Just as we were in the final stages of RM approval, I brought up some of these points and circulated a draft (never completed) white paper that said, among other things, that "service" should never be used without a modifier, and the modifiers I concentrated on were business service and SOA service.  One of the reasons we split capability and access in the RM was because it was (and maybe still is) too prevalent for folks who had no idea how to address a Blat problem to say there would create a Blat service and the problem would be solved.  Part of our teaching mantra since then has been "No solution without SOA probably means no solution with SOA."

The discussion at the time of the white paper linked the capability with the business function and the the idea of SOA service was a means to better deliver that business functionality.  Again, SOA is not magic if there was no functionality.  However, the RM notes that it is not an imperative to rigidly maintain the separation between capability and access, i.e. one could talk about the service providing the function as long as one kept in mind that there had to be a real idea of a solution and not just what was essentially access to magic.

As I believe you note, this take on the RM definitions is both consistent with the RM and more tightly binds it to the business.  I regret this didn't come up earlier in the RM development and more of it make it into the Standard.

However, Jeff noted during our discussion about 6 months ago that the RM definition is better than an 80-20 solution and our attempted rewording 6 months ago didn't increase that ratio but rather just slightly shifted what fit into the 80 side.

My suggestion is our words in the RA should, where possible, emphasize these interpretations of the RM words.  I believe service description explicitly including functionality and RWE is a step in this direction and is one reason we've had a good response to the service description.  Making such connections will tie our efforts to the substance of interest to our perspective audience.

Ken 
---------------------------------------------------------------------------
Dr. Kenneth Laskey
MITRE Corporation, M/S H305              phone: 703-983-7934
7515 Colshire Drive                             fax: 703-983-1379
McLean VA 22102-7508
________________________________________
From: mpoulin@usa.com [mpoulin@usa.com]
Sent: Sunday, October 24, 2010 6:55 AM
To: soa-rm@lists.oasis-open.org
Subject: [soa-rm] A concern about the 'service' definition

Gentlemen,

Reading Frank's proposal and DODAF exercise on the service definition, I've caught myself on the mismatch between what we understand as SOA Service today and what was written in RM.

Excerpt from a data file:
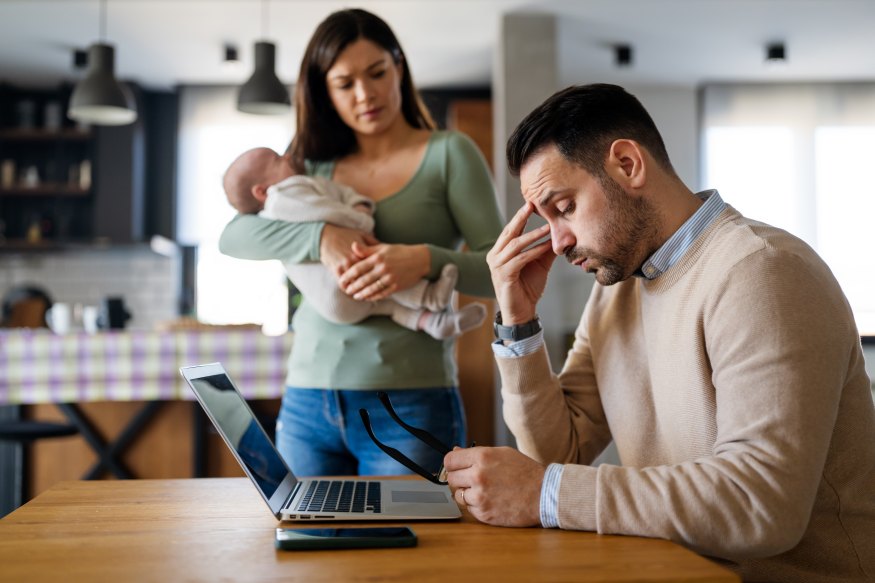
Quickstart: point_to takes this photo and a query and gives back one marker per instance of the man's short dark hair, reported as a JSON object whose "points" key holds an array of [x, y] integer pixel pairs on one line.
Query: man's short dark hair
{"points": [[583, 121]]}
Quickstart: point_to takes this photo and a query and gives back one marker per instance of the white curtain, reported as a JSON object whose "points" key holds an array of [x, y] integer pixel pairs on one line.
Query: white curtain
{"points": [[212, 133], [798, 156]]}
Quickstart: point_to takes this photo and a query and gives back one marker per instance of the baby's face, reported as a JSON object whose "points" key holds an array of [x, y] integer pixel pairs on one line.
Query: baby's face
{"points": [[275, 167]]}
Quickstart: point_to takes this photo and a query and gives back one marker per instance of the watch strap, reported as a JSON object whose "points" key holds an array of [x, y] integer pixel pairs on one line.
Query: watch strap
{"points": [[515, 332]]}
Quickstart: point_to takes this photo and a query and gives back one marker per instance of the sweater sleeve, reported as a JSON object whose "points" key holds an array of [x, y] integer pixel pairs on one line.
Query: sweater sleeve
{"points": [[778, 375], [555, 418], [471, 199], [252, 237]]}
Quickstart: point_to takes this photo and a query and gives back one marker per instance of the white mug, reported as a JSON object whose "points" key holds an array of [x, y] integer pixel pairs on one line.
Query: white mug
{"points": [[59, 318]]}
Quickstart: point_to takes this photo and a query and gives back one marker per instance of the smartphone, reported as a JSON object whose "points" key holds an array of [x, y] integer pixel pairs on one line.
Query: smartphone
{"points": [[344, 538]]}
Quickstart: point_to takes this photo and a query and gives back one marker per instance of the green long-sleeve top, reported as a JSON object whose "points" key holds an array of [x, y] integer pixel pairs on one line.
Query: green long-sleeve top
{"points": [[449, 200]]}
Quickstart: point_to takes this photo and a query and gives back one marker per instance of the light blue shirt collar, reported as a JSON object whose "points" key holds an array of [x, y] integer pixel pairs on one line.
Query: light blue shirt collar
{"points": [[680, 242]]}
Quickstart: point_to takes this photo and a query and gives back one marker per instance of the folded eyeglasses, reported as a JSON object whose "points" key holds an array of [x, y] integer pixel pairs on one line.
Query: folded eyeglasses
{"points": [[439, 477]]}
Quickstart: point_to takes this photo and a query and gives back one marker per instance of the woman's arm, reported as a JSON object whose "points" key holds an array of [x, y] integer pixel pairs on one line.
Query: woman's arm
{"points": [[383, 269], [252, 237], [471, 197]]}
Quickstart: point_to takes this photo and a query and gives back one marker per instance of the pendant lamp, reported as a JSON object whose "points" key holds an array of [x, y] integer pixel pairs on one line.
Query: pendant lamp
{"points": [[98, 98], [264, 93]]}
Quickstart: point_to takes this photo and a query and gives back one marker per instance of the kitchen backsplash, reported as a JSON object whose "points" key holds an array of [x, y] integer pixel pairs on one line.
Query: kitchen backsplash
{"points": [[148, 282]]}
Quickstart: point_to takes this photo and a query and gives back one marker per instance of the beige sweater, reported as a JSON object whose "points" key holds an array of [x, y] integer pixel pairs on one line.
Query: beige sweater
{"points": [[735, 390]]}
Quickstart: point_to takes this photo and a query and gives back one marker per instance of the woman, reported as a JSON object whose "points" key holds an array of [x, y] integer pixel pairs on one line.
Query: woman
{"points": [[361, 123]]}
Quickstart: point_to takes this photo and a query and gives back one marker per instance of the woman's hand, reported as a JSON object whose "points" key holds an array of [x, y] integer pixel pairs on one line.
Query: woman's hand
{"points": [[383, 269], [336, 247]]}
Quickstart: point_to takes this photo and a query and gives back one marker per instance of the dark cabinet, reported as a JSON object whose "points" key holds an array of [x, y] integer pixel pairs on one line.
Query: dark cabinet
{"points": [[61, 183]]}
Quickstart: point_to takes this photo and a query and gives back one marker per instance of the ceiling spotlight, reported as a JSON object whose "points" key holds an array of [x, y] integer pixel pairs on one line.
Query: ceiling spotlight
{"points": [[623, 55], [775, 53], [80, 58], [231, 55]]}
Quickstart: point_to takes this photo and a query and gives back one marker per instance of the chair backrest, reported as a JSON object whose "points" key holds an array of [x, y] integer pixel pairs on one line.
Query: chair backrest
{"points": [[25, 307]]}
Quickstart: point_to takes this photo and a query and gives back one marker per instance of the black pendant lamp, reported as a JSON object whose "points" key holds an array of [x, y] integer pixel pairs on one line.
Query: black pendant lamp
{"points": [[264, 93], [98, 98]]}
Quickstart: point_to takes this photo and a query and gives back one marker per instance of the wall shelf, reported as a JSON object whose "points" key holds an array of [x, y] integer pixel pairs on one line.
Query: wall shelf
{"points": [[46, 190], [42, 135]]}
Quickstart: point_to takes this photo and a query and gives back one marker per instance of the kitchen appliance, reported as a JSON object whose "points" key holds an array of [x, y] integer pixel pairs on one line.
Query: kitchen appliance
{"points": [[113, 314]]}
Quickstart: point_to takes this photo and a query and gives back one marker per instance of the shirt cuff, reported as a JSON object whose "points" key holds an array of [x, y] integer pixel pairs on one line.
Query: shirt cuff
{"points": [[550, 496], [519, 348]]}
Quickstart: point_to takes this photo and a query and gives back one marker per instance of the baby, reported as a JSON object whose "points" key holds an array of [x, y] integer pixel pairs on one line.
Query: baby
{"points": [[261, 181]]}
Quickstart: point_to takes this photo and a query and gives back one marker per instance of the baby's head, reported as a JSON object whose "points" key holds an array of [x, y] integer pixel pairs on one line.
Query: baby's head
{"points": [[248, 177]]}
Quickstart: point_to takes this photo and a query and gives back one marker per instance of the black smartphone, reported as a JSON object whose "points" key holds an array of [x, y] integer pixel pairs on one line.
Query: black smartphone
{"points": [[344, 538]]}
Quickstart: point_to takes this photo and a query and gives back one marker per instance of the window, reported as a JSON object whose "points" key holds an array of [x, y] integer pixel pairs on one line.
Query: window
{"points": [[793, 156], [212, 134]]}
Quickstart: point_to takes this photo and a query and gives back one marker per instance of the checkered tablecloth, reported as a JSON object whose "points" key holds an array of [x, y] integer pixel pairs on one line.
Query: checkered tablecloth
{"points": [[37, 366]]}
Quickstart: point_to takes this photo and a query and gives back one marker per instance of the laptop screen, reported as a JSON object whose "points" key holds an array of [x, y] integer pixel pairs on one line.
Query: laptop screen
{"points": [[238, 425]]}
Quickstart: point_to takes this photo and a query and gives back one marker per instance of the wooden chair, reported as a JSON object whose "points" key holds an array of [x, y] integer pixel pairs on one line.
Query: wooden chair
{"points": [[25, 307]]}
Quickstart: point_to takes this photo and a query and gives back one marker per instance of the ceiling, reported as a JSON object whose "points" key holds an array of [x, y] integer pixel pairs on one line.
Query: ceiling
{"points": [[449, 43]]}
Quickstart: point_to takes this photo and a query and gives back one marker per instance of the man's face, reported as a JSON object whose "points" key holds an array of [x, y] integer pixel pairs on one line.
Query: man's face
{"points": [[597, 226]]}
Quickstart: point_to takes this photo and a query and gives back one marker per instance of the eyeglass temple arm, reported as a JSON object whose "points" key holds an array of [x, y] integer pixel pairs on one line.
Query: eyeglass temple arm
{"points": [[395, 454], [420, 434]]}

**Problems**
1. Set down, word for word, the part of the email on the SOA service definition that opens with the words containing "My suggestion is" and closes with "our perspective audience.".
2. In the email on the SOA service definition, which two modifiers for "service" did the unfinished white paper concentrate on?
3. Extend the email on the SOA service definition with new text after its last sentence.
The entries are not needed here.

**Answers to the exercise**
1.
My suggestion is our words in the RA should, where possible, emphasize these interpretations of the RM words.  I believe service description explicitly including functionality and RWE is a step in this direction and is one reason we've had a good response to the service description.  Making such connections will tie our efforts to the substance of interest to our perspective audience.

2. Business service and SOA service.

3.
For the last couple of years, I identify service via its business functionality and RWE. I believe. Ken would support me in this (we discussed this a few years ago). Thus, a service (this is not an attempt to set new definition butrather the meaning of the entity) is something that Offers and Provides certain business functionality ('business' in this context may be anything -from a calculation of credit risk to washing clothes), and Delivers RWE (to theWorld).

In contrast,  RM defines a service as:
"A service is a mechanism to enable access to a set of one or more capabilities, where the access is provided using a prescribed interface..."
That is, "a mechanism to enable access to" perfectly fits with the definition of an interface; this is why many claim that Web Service technology and WS WSDL are services.

So, the problem is: "a mechanism to enable access to" does not properly reflect characteristics of the service such as business functionality and RWE.


Now, let me ask two questions:
1) if Service=Interface, how anybody can guarantee that particular business functionality is present and available? An interface may lead to anything and this anything may be simply invisible through the interface...
2) does any interface deliver any RWE?


Here is a set of example questions:
a) does a car door provide any car's functionality and move the passenger from A to B?
B) does a door and even receptionist on the laundry shop defines the what the laundry does?
C) if an interface accepts arbitrary commands (while the semantics of the commands is managed separately), can such an interface tell us anything about the business functionality to be triggered by particular command?(Actually, this Command-model is what I usually use with the Web Services)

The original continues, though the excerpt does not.